Start of Exercise passage

WINNIPEG - Manitoba's First Nations communities say they can't afford to wait for government help with swine flu and are instead turning to corporations to help buy vital supplies to prevent the virus from spreading.
Grand Chief Ron Evans with the Assembly of Manitoba Chiefs said Wednesday that they're asking for corporate donations to pay for 15,000 swine flu kits for flu-stricken communities. They need to raise $1.5 million for the kits, which will include hand sanitizer, masks and anti-bacterial tissue, Evans said.
"We can't wait," he said. "We have to start doing something."
Health Canada came under fire recently for delaying a shipment of hand sanitizers to remote northern First Nations because they contained alcohol. The Assembly of Manitoba Chiefs says some communities had to wait almost a month before they got the sanitizers they needed.
First Nations are caught in the middle of a jurisdictional dispute between the province and the federal government over who bears responsibility for health care on reserves, Evans said.
First Nations can't afford to get bogged down in bureaucracy when people are dying from the virus, he added.
"This is no time for jurisdictional arguments," he said. "This is something that needs to be done."

End of Exercise passage
Start of Supplied records

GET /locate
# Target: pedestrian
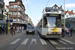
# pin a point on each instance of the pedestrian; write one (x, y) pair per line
(63, 32)
(22, 29)
(18, 29)
(14, 30)
(11, 30)
(71, 31)
(67, 31)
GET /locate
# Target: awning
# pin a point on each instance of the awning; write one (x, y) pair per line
(2, 22)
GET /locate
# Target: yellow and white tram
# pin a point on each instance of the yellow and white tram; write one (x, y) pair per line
(50, 25)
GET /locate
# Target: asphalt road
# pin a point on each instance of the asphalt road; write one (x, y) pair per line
(35, 42)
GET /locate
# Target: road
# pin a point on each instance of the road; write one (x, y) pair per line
(35, 42)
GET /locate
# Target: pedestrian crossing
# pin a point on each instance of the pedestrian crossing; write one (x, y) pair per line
(14, 42)
(42, 41)
(25, 41)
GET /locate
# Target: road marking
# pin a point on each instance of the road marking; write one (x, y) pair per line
(25, 41)
(38, 36)
(53, 42)
(33, 40)
(14, 42)
(43, 42)
(67, 41)
(62, 41)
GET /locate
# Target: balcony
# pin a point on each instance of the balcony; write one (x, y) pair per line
(1, 4)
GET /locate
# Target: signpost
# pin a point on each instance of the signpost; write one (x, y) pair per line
(9, 21)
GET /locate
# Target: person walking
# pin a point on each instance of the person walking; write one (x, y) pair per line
(18, 29)
(63, 32)
(71, 31)
(14, 30)
(67, 31)
(11, 30)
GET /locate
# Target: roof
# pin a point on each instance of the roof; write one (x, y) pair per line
(70, 12)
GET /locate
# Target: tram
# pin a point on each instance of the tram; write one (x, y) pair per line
(50, 25)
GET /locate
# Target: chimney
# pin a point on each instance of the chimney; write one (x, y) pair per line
(61, 6)
(71, 10)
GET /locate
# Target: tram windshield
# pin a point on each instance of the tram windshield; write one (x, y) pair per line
(52, 22)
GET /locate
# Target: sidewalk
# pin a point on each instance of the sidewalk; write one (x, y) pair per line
(4, 37)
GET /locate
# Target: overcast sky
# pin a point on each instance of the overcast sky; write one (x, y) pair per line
(34, 8)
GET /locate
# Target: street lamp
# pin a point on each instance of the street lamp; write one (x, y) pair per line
(64, 13)
(7, 13)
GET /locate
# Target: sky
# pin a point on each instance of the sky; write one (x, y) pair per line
(34, 8)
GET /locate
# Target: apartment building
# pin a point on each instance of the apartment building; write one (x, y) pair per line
(17, 10)
(2, 22)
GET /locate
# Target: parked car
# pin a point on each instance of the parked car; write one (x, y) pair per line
(30, 30)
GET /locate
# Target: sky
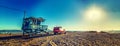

End of Supplied records

Copy the swine flu article from "Grand Chief Ron" to "sanitizers they needed.", inclusive, and swap "swine flu kits" for "flu prevention kits". None of the data entries are needed here.

> [Finished task]
Grand Chief Ron Evans with the Assembly of Manitoba Chiefs said Wednesday that they're asking for corporate donations to pay for 15,000 flu prevention kits for flu-stricken communities. They need to raise $1.5 million for the kits, which will include hand sanitizer, masks and anti-bacterial tissue, Evans said.
"We can't wait," he said. "We have to start doing something."
Health Canada came under fire recently for delaying a shipment of hand sanitizers to remote northern First Nations because they contained alcohol. The Assembly of Manitoba Chiefs says some communities had to wait almost a month before they got the sanitizers they needed.